▶ _PROVIDED INFORMATION_:
------------------------------------
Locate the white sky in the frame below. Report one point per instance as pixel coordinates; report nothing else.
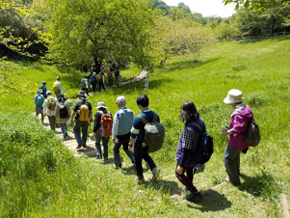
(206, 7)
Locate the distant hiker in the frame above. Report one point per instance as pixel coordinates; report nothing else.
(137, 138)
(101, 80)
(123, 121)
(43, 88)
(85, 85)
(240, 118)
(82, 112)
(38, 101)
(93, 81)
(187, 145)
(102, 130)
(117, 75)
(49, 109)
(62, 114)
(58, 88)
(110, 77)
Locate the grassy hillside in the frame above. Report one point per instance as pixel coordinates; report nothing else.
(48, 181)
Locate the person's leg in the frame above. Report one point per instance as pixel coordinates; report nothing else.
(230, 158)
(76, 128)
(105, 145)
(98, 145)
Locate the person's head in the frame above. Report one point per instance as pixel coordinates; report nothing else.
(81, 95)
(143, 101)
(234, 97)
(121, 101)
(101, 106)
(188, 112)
------------------------------------
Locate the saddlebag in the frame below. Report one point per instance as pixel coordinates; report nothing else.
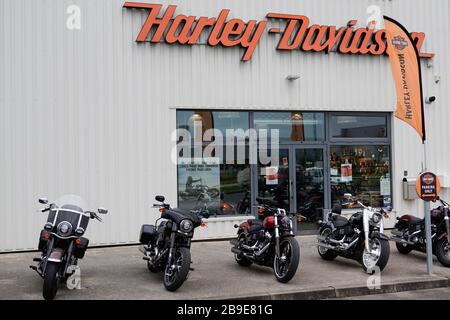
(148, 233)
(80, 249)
------------------------------------
▶ _TASK STATEMENT_:
Find every line in the material above that contains the word "pixel" and copy each of those lines in full. Case counts.

▶ _TASK ANSWER_:
Locate the white sky in the frame below. Report one point per instance as pixel coordinates; report nothing else.
Locate the distant hiker in the frame above. Report one point per instance as pixel coordinates; report nothing else.
Locate the grassy hillside in the frame above. Report one point per instance as pixel coordinates; report nothing else.
Locate the person's leg in the frame above. Report one point per instance as pixel coordinates; report nothing else.
Locate the person's head in the frame above. Report one point per instance as pixel coordinates; report nothing else.
Locate the saddlebag in the frame below. Report one point per instance as pixel coordinates; report nothing else.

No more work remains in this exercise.